- _EXCERTO SELECIONADO_:
25 abril 2012

A VOZ DO POVO: DESDE OS «DAZIBAOS» ÀS CAIXAS DE COMENTÁRIOS DOS ARTIGOS DE JORNAL «ON-LINE»

 Lenine estava a marimbar-se para o que o povo pensava. E para a sua voz. Para isso, a classe operária precisava de uma vanguarda esclarecida (o Partido) que daria voz ao que o proletariado devia pensar. Já Mao Zedong era mais cínico. Com a Campanha das Cem Flores, incentivou a expressão da multiplicidade de escolas de pensamento para posteriormente identificar e prender os seus autores. Sendo importante a expressão popular, Mao organizou uma sua voz do povo mais uníssona, protagonizada originalmente pelos estudantes que entretanto viraram guardas vermelhos e que vieram a ter um enorme relevo no período da Revolução Cultural. Voz do povo tornou-se assim uma expressão identificativa do léxico maoista, como se comprova pelo exemplo do título do jornal oficial da UDP (acima) em 1975.

- _TAREFAS PROPOSTAS_:
1 > No texto sobre a voz do povo, com que campanha incentivou Mao Zedong a expressão de várias escolas de pensamento?
2 > Transcreva do texto sobre a voz do povo o trecho que vai de «Lenine estava a» até «(acima) em 1975.», inclusive.
3 > Prossiga o texto sobre a voz do povo a partir do ponto em que termina.

- _ENTRADAS_:
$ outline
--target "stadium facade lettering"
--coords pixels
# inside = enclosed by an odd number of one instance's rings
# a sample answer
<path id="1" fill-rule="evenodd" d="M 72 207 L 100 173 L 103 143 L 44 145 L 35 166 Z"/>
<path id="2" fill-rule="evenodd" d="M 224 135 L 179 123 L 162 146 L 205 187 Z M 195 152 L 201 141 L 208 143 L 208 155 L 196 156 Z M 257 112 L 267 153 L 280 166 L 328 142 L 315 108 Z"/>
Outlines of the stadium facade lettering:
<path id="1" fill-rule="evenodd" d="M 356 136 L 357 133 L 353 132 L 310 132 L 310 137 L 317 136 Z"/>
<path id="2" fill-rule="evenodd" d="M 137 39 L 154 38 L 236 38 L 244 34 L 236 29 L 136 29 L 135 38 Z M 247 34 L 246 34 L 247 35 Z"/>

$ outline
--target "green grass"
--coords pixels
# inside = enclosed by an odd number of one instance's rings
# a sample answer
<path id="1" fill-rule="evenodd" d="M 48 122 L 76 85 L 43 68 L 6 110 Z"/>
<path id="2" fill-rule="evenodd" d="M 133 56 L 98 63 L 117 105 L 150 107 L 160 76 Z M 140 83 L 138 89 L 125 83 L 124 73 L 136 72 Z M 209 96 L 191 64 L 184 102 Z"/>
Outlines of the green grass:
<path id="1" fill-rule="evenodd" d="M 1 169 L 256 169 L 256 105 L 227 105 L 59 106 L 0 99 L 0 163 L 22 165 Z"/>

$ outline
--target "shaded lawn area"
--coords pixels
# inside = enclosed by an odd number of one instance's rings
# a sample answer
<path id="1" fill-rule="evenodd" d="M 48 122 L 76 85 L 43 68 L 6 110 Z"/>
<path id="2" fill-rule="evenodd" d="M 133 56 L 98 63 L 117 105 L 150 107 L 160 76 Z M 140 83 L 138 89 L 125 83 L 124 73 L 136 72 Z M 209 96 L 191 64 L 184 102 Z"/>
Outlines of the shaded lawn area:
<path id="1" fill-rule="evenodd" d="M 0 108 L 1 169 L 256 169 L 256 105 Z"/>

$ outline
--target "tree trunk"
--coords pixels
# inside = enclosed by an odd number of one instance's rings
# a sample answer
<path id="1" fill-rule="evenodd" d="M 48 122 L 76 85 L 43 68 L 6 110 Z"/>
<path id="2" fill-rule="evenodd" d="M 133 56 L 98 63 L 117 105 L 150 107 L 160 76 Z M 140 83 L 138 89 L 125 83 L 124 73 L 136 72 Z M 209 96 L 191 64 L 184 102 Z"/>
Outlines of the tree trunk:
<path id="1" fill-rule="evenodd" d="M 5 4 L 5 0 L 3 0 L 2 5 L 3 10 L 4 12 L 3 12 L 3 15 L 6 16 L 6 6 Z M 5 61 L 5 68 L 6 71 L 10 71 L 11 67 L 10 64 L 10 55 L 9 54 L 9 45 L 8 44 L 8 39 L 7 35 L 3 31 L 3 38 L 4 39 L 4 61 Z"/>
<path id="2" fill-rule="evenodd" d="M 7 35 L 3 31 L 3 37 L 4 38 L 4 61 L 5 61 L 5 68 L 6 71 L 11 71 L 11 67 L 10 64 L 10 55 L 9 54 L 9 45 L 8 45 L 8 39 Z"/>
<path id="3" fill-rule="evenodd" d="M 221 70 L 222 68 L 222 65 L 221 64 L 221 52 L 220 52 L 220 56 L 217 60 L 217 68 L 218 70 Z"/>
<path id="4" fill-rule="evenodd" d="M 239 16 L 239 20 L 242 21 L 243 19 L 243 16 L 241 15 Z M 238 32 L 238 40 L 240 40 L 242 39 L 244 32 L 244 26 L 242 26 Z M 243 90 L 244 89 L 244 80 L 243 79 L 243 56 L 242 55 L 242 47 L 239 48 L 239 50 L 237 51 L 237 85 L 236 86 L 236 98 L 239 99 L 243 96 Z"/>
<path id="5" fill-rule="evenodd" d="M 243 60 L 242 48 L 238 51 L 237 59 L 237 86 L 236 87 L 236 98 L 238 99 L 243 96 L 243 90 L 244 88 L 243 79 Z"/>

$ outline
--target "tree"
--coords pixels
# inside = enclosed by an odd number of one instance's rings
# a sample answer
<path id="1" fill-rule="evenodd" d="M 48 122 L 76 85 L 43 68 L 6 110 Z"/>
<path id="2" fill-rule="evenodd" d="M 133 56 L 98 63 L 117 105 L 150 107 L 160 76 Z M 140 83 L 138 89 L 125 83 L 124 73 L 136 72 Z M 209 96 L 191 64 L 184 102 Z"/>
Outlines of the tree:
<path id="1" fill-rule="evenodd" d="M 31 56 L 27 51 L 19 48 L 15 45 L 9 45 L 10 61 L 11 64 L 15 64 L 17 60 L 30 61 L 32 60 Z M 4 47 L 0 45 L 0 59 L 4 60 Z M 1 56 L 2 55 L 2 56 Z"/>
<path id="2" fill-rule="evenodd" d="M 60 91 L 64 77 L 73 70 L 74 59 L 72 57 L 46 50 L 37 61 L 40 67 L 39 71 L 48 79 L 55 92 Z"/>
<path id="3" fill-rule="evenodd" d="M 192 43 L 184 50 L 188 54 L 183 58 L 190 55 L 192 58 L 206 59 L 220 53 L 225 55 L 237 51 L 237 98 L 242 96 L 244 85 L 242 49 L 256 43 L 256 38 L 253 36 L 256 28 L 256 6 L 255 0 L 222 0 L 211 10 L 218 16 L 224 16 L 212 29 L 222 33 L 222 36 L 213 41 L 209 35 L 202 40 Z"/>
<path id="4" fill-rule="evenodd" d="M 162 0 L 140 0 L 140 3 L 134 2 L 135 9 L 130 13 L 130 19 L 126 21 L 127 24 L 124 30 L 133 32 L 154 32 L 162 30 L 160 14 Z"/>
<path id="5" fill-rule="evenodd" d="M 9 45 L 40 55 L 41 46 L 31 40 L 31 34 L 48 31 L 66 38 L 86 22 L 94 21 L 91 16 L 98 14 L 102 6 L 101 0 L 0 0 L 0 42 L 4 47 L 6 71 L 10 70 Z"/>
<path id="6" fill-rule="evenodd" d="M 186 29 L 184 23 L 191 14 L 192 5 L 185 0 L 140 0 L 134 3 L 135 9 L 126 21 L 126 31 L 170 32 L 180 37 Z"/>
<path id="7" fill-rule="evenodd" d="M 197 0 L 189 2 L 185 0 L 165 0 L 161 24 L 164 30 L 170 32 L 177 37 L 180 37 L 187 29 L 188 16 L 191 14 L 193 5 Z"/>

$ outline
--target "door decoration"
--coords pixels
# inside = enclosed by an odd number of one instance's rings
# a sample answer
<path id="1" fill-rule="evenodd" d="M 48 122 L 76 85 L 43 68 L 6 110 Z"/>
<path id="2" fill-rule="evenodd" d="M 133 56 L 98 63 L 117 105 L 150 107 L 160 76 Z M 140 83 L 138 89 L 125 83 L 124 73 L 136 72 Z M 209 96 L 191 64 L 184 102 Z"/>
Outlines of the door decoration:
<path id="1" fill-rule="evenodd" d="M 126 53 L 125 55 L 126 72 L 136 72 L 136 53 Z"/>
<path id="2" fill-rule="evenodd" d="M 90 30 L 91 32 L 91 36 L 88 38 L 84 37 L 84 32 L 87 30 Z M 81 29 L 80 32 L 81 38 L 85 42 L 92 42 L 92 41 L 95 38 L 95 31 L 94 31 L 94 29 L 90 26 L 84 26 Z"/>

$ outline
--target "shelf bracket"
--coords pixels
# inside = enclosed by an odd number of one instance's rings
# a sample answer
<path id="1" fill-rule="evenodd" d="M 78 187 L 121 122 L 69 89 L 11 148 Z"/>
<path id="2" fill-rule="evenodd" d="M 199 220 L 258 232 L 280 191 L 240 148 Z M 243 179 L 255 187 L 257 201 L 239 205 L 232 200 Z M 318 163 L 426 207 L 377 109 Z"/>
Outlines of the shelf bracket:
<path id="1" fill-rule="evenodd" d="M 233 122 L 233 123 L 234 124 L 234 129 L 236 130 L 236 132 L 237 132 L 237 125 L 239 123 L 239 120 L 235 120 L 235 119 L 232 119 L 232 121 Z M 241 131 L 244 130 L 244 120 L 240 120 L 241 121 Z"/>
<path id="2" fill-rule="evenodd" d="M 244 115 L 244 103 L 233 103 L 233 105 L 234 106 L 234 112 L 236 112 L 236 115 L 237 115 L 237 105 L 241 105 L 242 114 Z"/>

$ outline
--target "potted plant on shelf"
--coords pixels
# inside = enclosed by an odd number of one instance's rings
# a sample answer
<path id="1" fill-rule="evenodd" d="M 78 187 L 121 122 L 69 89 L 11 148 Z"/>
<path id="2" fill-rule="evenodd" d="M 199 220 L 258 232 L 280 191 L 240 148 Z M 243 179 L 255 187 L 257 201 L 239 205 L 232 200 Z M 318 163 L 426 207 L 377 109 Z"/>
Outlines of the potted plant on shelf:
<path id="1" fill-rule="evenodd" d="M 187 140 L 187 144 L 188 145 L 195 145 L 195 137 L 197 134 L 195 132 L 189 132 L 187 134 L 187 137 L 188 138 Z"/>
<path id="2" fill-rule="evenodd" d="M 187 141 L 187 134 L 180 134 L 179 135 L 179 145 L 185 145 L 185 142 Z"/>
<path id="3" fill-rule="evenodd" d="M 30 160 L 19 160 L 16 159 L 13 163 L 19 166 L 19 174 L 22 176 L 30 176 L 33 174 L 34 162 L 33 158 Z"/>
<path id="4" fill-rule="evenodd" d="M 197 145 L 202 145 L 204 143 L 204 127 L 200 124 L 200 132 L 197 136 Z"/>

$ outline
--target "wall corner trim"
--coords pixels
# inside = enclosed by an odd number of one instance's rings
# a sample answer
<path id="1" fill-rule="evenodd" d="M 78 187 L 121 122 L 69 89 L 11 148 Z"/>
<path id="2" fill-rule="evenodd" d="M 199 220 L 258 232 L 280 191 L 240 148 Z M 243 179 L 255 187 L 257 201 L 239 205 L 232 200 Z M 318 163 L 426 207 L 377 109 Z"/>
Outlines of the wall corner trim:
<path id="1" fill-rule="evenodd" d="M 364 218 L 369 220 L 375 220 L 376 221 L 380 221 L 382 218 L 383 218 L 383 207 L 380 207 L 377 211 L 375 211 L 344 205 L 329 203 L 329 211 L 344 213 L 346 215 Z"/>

- _RESULTADOS ESPERADOS_:
1 > Com a Campanha das Cem Flores.

2 >
Lenine estava a marimbar-se para o que o povo pensava. E para a sua voz. Para isso, a classe operária precisava de uma vanguarda esclarecida (o Partido) que daria voz ao que o proletariado devia pensar. Já Mao Zedong era mais cínico. Com a Campanha das Cem Flores, incentivou a expressão da multiplicidade de escolas de pensamento para posteriormente identificar e prender os seus autores. Sendo importante a expressão popular, Mao organizou uma sua voz do povo mais uníssona, protagonizada originalmente pelos estudantes que entretanto viraram guardas vermelhos e que vieram a ter um enorme relevo no período da Revolução Cultural. Voz do povo tornou-se assim uma expressão identificativa do léxico maoista, como se comprova pelo exemplo do título do jornal oficial da UDP (acima) em 1975.

3 >
 Refira-se que os suportes mais castiços dessas vozes do povo nem sequer eram os jornais mas antes os dazibao (adoptando a sua designação original chinesa), jornais pintados afixados à parede expressando aparentemente as opiniões pessoais  - alinhadas! - dos autores (acima). O próprio Mao, cujo pensamento se tornara omnipresente nesses anos à conta do famoso Livro Vermelho, escreveu o seu próprio dazibao a 5 de Agosto de 1966 exigindo aos revolucionários que bombardeassem o Quartel-General (que, na sua opinião, estaria infiltrado…). Documentos afixados, expressando as  sempre ortodoxas opiniões do povo, tornaram-se de rigor entre as organizações maoistas. Depressa chegada à Europa, a prática tornou-se tão chique que a vemos a ser adoptada em Paris durante o Maio de 1968 (abaixo).
 Mas, no geral e na Europa, regresse-se ao exemplo português, as ditas vozes do povo, mesmo sendo ele evocado amiúde (abaixo, vê-se um mural naquele mesmo estilo dazibao atribuindo a esse mesmo povo a libertação do secretário-geral do MRPP!), revelaram-se de um formalismo exagerado, desmentindo tanto a espontaneidade quanto a sua origem popular. Paradoxalmente, foi na própria China, com a permissão da afixação num local de Pequim que veio a ser denominado por Muro da Democracia, que se veio a criar uma última oportunidade para uma expressão directa da voz do povo na forma de dazibaos, durante o período conhecido por Primavera de Pequim (1978-79). Foi um período curto, rapidamente encerrado quando começaram os pedidos de democratização do regime.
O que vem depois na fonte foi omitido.